**Named object pointing entries**
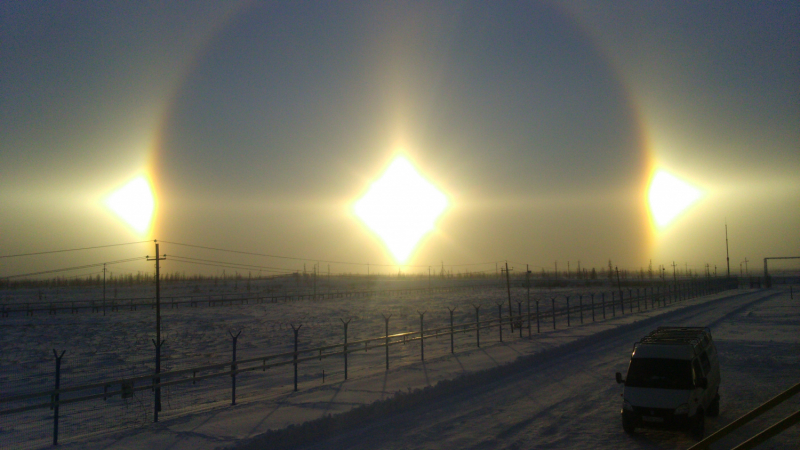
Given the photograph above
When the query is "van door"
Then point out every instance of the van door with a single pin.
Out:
(699, 395)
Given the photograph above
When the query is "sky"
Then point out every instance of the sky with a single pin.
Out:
(257, 126)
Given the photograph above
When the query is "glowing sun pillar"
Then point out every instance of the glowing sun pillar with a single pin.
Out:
(668, 197)
(133, 203)
(401, 208)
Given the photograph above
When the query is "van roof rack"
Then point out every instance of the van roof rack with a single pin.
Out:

**Challenge**
Rewrite all the rows with "single pin" switched to "single dot" wherever it occurs, changing nothing else. Leave the pictures out of your answer.

**Full output**
Given the photograph above
When the query is "van door"
Then point out every instance of the van door with a single dot.
Out:
(699, 395)
Given the photograph above
When the query is "sky"
Then point out every instance of the sky with a single dot.
Out:
(257, 126)
Given the photograph above
When the query is "glowing sun pillar"
Then point out every instance of the glowing sun pillar with a single dot.
Out:
(668, 197)
(133, 203)
(401, 208)
Given the photograph above
When the query is "van roof rack"
Then point out every instance of the van roof rack with a single dot.
Out:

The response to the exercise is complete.